**Work to do**. Starting with the line that contains "Target: warm light on cheese" and continuing through the end of the data, write out every line again with each request line unchanged. Shift each coordinate in the answers by -50, and give only those lines.

******

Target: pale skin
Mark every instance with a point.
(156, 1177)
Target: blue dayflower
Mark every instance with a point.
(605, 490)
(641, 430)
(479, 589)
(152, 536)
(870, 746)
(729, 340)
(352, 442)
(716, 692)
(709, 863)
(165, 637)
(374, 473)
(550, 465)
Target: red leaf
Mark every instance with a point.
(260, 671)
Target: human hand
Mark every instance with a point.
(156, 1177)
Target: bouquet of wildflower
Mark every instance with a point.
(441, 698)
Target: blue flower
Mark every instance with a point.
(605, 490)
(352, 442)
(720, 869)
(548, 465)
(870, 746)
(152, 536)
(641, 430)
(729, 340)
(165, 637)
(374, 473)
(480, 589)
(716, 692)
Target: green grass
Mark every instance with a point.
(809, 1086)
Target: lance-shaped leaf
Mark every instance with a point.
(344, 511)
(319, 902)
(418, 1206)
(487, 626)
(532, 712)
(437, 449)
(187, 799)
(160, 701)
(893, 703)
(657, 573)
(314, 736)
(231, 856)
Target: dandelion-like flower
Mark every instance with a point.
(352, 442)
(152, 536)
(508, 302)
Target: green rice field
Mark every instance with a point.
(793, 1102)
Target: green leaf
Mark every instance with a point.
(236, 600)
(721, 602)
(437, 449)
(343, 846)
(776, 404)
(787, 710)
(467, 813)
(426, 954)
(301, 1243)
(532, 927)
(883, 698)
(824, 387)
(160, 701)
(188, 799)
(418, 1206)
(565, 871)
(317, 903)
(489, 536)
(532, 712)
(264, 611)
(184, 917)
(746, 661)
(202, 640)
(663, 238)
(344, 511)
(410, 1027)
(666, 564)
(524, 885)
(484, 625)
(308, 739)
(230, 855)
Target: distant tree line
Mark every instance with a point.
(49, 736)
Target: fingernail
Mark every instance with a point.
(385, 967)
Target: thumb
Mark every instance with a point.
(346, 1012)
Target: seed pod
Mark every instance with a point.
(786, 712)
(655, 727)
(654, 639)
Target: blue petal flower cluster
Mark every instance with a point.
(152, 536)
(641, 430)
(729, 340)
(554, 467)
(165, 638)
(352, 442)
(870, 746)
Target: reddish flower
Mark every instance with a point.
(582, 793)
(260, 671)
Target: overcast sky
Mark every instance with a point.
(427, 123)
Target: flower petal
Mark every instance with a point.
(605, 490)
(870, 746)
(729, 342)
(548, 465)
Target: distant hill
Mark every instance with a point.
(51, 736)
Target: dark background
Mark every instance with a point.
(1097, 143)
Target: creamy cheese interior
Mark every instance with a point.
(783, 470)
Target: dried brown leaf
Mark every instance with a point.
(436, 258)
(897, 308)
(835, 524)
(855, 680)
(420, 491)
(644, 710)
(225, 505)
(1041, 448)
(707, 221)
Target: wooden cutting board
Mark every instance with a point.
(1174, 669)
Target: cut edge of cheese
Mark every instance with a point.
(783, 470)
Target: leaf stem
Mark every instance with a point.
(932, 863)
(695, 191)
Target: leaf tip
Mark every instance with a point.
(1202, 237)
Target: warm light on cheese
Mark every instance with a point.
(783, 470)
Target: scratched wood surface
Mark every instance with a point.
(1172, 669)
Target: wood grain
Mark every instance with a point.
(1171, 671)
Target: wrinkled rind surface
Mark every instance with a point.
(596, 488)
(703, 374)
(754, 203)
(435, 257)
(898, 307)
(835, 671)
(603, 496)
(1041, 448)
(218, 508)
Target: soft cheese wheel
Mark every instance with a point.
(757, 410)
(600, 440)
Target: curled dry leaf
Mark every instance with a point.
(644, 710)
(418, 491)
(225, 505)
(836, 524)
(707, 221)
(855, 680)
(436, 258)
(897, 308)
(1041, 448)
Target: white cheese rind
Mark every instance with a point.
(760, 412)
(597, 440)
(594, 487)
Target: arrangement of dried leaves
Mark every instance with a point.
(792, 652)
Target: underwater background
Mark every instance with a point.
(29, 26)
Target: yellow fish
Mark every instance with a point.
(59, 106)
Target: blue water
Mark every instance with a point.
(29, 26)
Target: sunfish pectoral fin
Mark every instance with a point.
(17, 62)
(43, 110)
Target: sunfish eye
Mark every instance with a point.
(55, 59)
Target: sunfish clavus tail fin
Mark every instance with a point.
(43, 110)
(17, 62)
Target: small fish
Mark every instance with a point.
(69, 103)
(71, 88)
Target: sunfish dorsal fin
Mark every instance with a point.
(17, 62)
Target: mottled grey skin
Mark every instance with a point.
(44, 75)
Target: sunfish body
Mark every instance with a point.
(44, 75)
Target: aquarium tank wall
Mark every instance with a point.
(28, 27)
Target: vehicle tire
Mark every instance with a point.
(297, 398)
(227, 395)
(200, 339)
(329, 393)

******

**Task result**.
Target: warm light on cheese
Mark every instance with a point.
(733, 420)
Target: scratched wood surface
Mark every instance with a point.
(1122, 619)
Target: wood grain
Mark every instance with a point.
(1121, 621)
Target: wrinkled rind surface
Mark every instance with a point.
(546, 438)
(653, 324)
(704, 153)
(385, 207)
(848, 257)
(785, 621)
(553, 446)
(991, 398)
(168, 458)
Target: soft cheese wheel
Mark every instance with a point.
(707, 360)
(550, 390)
Target: curled dry leaf
Mark every instance with a point.
(594, 660)
(368, 441)
(175, 455)
(786, 474)
(657, 171)
(805, 630)
(386, 208)
(847, 258)
(991, 398)
Target: white cheese rind
Mark every instance with a point.
(710, 362)
(547, 390)
(544, 437)
Target: arrangement of dried leaves
Mark every instance with a point.
(742, 602)
Target: underwater background
Mark every instance with a point.
(-21, -24)
Target: yellow fish
Mark every instance with a point.
(9, 56)
Target: blue water
Mark every instance with a point.
(-21, -24)
Target: sunfish pectoral fin
Mark every instance with a point.
(-33, 12)
(-7, 60)
Target: sunfish eye
Mark every instance with a point.
(5, 9)
Target: sunfish clavus tail fin
Mark every instance with a point.
(-7, 60)
(-33, 12)
Target: small fish
Mark every instance with a point.
(19, 53)
(21, 38)
Target: sunfish dorsal fin
Mark every instance with a point.
(-33, 12)
Target: mottled grey skin
Mark every instance with a point.
(-6, 25)
Target: sunfish body
Mark every instance with a point.
(-6, 25)
Target: aquarium tank wall
Mark every instance with a point.
(-22, -23)
Target: vehicle tire
Mark every instance with a point.
(247, 348)
(177, 345)
(150, 289)
(279, 343)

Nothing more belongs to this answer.